• Passage given:
◇ ◇ ◇ ◇

NASA’s Artemis II crew includes two Naval Aviators

Miguel Ortiz Avatar
artemis ii
The Artemis II crew in an Orion simulator at Johnson Space Center in Houston (NASA)

The U.S. Navy has always had a strong affiliation with NASA and space flight, providing some of the most skilled pilots to become astronauts. Fittingly, NASA’s Artemis II crew includes two Naval Aviators, one of whom is the mission commander. The historic crew also includes astronauts who will be the first African American, the first female and the first Canadian to fly to the moon.

artemis I launch
Artemis I launches on November 16, 2022 (NASA)

Artemis II marks the first crewed mission aboard the Space Launch System, NASA’s foundational deep space rocket. It is also the first crewed mission of the Orion spacecraft. Commanding the mission is U.S. Navy Capt. G. Reid Wiseman. After commissioning through ROTC in 1997, Wiseman reported to NAS Pensacola, Florida for flight training and earned his wings of gold two years later. Trained as a fighter pilot on the F-14 Tomcat and F/A-18 Super Hornet, Wiseman attended the the U.S. Naval Test Pilot School in 2003.

◇ ◇ ◇ ◇

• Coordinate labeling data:
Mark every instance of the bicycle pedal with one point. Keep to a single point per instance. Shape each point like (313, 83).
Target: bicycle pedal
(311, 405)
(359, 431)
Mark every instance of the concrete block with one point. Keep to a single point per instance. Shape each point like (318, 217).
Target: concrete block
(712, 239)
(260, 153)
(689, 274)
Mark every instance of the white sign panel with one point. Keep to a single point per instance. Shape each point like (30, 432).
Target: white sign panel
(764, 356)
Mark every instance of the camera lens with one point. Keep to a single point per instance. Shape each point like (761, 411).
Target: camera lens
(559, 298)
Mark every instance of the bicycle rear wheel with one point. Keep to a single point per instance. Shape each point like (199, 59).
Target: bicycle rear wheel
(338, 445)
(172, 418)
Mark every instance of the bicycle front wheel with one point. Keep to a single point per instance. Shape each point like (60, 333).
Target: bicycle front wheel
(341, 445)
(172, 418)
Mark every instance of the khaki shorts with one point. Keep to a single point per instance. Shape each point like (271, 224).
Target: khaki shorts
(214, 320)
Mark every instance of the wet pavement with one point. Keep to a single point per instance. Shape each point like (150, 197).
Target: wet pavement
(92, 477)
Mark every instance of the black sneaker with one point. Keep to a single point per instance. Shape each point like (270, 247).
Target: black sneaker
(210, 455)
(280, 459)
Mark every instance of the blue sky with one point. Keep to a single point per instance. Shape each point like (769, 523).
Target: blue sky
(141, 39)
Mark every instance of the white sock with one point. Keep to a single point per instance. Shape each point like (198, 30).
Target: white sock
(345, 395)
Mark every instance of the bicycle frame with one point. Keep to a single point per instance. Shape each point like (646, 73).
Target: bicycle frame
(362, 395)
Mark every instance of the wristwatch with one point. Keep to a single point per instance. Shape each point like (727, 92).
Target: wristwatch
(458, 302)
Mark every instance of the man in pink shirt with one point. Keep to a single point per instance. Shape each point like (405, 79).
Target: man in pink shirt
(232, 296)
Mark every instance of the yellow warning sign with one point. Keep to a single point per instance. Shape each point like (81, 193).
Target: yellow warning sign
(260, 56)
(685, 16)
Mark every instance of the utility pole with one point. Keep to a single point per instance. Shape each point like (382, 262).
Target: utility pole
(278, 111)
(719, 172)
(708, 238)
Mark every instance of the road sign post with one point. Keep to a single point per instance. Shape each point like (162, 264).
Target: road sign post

◇ ◇ ◇ ◇

• Required actions:
[A] Translate this sentence from the Artemis II article into Spanish: "It is also the first crewed mission of the Orion spacecraft."
[B] In one to three sentences, explain why the Artemis II article calls it fitting that the crew includes two Naval Aviators.
[C] Please carry the Artemis II crew article forward from its final sentence.

• Set of answers:
[A] También es la primera misión tripulada de la nave espacial Orion.

[B] The article says the U.S. Navy has always had a strong affiliation with NASA and space flight. It has provided some of the most skilled pilots to become astronauts, so having two Naval Aviators on the crew suits that history.

[C]
In June 2009, during a deployment at sea, Wiseman was selected for astronaut training. He completed the training in May 2011 and flew aboard the International Space Station during Expedition 40/41 from May 29-November 9, 2014. During his naval career, Wiseman has earned awards including the Air Medal with Combat V (five awards) and the Navy and Marine Corps Commendation Medal with Combat V (four awards).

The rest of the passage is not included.